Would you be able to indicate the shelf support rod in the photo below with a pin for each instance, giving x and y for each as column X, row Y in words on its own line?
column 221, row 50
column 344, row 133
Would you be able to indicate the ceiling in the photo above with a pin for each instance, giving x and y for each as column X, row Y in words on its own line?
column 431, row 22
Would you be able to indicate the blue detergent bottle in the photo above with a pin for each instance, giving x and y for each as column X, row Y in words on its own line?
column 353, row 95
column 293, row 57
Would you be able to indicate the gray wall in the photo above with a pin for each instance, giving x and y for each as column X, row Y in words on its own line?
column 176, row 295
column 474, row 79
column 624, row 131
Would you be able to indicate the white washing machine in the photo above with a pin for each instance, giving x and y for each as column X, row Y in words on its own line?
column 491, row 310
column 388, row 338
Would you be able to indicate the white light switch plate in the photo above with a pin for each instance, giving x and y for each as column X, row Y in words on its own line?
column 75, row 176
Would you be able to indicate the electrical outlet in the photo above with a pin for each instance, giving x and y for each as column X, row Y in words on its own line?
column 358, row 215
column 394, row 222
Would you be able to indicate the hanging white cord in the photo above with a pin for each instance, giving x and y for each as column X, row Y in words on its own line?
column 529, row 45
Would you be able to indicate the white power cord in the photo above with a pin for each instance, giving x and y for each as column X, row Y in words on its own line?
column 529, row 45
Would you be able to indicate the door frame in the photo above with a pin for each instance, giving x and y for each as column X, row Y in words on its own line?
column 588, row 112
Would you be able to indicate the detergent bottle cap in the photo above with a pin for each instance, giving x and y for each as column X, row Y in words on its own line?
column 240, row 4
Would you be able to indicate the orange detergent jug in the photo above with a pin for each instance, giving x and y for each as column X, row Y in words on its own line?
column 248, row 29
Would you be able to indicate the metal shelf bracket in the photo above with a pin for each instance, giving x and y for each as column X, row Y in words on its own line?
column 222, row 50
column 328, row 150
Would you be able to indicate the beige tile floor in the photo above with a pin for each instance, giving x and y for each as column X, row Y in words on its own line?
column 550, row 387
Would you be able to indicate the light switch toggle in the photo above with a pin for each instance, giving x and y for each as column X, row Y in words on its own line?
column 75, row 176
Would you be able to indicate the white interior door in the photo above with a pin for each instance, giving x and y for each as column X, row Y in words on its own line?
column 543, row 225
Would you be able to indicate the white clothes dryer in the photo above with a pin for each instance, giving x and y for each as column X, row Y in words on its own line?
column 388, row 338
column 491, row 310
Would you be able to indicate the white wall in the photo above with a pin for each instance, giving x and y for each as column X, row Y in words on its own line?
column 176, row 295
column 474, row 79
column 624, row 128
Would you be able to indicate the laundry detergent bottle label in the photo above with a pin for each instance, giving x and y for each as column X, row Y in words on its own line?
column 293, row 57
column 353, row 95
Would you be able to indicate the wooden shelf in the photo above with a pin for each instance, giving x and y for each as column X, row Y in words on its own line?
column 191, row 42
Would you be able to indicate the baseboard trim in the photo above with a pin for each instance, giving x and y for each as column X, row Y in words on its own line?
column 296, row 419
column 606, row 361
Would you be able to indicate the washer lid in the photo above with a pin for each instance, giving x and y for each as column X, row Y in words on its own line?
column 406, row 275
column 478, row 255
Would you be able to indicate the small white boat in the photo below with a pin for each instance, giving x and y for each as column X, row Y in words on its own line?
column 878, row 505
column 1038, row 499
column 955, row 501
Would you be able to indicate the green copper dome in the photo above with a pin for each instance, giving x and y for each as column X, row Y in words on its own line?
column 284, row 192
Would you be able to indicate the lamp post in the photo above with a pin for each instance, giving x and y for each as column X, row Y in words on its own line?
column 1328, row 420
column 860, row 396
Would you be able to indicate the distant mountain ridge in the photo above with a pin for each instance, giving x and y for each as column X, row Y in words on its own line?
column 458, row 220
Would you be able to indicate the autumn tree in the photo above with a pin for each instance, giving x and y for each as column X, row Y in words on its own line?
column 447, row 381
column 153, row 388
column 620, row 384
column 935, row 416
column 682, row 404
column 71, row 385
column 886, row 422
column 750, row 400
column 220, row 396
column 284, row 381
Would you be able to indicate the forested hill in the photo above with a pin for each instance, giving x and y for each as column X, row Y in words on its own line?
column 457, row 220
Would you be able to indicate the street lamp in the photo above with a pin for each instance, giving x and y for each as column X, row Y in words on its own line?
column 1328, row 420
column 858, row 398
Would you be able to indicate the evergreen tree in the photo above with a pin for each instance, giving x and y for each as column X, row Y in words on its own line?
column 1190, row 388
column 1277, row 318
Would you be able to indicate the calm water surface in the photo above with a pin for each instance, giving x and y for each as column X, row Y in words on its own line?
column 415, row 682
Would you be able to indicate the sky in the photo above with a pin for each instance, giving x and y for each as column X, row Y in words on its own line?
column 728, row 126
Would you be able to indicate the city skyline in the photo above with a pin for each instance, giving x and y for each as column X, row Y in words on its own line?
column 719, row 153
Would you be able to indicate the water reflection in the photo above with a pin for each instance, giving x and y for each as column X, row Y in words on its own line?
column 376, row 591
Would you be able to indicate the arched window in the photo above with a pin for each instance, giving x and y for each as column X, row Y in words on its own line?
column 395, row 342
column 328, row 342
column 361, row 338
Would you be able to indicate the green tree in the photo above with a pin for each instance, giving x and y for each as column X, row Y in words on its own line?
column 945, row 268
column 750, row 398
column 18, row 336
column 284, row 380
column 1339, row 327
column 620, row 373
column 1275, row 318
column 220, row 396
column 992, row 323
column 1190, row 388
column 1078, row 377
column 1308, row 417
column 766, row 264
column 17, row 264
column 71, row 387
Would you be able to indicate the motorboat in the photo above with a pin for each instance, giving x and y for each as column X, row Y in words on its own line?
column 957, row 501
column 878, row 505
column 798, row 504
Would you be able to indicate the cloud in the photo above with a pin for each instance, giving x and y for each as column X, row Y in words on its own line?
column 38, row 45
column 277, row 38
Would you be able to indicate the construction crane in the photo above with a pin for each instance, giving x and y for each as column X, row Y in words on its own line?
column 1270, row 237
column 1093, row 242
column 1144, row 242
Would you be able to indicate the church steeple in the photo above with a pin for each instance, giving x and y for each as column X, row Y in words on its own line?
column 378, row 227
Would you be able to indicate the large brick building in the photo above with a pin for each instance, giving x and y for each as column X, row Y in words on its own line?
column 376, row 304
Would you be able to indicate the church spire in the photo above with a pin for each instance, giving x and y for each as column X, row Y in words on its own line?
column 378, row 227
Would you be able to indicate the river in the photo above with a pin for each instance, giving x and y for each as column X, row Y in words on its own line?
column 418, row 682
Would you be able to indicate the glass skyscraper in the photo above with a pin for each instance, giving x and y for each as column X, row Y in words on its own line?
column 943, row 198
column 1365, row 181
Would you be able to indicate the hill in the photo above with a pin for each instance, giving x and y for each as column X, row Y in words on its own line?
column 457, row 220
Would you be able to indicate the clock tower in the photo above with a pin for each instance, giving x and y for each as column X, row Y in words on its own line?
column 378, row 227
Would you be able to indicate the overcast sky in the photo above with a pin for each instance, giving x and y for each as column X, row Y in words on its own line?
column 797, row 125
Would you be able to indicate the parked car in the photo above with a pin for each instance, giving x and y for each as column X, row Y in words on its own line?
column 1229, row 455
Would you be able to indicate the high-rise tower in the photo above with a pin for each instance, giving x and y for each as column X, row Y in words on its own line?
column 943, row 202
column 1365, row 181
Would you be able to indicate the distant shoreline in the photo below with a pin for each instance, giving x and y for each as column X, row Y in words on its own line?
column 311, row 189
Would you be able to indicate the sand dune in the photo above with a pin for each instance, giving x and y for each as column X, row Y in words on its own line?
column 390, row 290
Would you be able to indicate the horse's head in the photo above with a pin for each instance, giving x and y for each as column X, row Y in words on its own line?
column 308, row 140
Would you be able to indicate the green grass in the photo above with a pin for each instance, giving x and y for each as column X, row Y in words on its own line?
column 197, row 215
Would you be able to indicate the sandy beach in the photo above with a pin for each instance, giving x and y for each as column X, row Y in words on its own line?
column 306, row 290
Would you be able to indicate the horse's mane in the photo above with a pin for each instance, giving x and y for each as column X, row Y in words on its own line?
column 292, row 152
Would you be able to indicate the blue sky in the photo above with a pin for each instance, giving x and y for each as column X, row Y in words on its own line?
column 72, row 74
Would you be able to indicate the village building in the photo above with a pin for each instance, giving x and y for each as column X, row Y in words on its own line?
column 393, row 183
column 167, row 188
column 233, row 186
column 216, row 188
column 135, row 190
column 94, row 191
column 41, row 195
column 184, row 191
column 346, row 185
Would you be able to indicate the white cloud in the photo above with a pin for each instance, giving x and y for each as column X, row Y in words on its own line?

*Set task*: Set down, word for word, every line from the line that holds "Would you be able to indicate the horse's head" to the end of the entries above, including both ends.

*Full answer*:
Would you be able to indicate the horse's head in the photo above with a pin for each instance, giving x and y for each as column X, row Y in words on its own line?
column 308, row 140
Would you be able to indicate the green grass in the photo above with a pin for each instance, giving x and y for each as column X, row Y in words on its own line?
column 197, row 215
Would you be able to indicate the sandy beach in the photo above with a pin for each instance, giving x and y for each as column X, row Y in words on its own line?
column 306, row 290
Would you be able to indicate the horse's mane in the photo above with a pin for each instance, giving x and y for each as column X, row Y in words on its own line?
column 292, row 152
Would you be able to indicate the blue sky in the photo above with a pin for each instance, giving x and y for each as column X, row Y in words on its own line?
column 72, row 74
Would you be able to indicate the village building in the photo above with a pin for each instance, giving x and y for each as column X, row Y in words on its own line?
column 393, row 183
column 167, row 188
column 233, row 186
column 216, row 188
column 135, row 190
column 94, row 191
column 41, row 195
column 184, row 191
column 346, row 185
Would you be able to indicate the white cloud in the photo above with a pin for each instance, giving x and y for each as column X, row Y in words on its own line?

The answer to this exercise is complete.